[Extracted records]

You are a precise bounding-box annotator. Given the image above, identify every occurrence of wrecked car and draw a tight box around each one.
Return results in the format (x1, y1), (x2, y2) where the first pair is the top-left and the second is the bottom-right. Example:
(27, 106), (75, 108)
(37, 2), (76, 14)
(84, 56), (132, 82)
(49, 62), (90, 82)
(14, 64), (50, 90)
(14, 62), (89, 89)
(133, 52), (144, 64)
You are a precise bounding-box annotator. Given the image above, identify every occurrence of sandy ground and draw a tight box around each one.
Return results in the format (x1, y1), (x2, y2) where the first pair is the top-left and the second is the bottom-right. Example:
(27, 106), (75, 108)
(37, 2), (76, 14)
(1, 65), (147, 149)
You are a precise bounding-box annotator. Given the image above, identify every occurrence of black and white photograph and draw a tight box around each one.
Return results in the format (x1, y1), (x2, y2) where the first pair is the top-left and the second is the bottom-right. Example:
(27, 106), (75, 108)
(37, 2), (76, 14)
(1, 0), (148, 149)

--

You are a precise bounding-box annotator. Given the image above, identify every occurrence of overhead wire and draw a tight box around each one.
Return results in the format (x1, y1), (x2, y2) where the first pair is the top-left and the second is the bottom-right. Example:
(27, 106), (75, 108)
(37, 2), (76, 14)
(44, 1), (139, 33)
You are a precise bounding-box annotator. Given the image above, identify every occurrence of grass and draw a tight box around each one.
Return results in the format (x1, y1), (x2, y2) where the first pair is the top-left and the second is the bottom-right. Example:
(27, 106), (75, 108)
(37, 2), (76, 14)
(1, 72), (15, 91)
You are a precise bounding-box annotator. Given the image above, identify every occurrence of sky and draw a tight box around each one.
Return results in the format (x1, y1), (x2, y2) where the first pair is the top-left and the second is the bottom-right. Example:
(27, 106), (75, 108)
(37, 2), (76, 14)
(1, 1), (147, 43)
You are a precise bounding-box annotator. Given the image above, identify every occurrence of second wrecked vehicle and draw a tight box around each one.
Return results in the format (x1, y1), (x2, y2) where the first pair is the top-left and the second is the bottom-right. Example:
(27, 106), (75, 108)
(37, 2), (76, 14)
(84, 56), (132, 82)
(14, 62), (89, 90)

*Directions for this task:* Duplicate word for word the lines between the one containing "occurrence of black" and the one containing "(1, 0), (148, 149)", inclusive.

*Exercise response:*
You are a precise bounding-box annotator. Given the image above, identify every occurrence of black and white photograph and draw a tight box around each one.
Return results in the format (x1, y1), (x2, y2) where the first pair is the top-left and the second is the bottom-right. Example:
(27, 106), (75, 108)
(37, 2), (76, 14)
(1, 0), (148, 149)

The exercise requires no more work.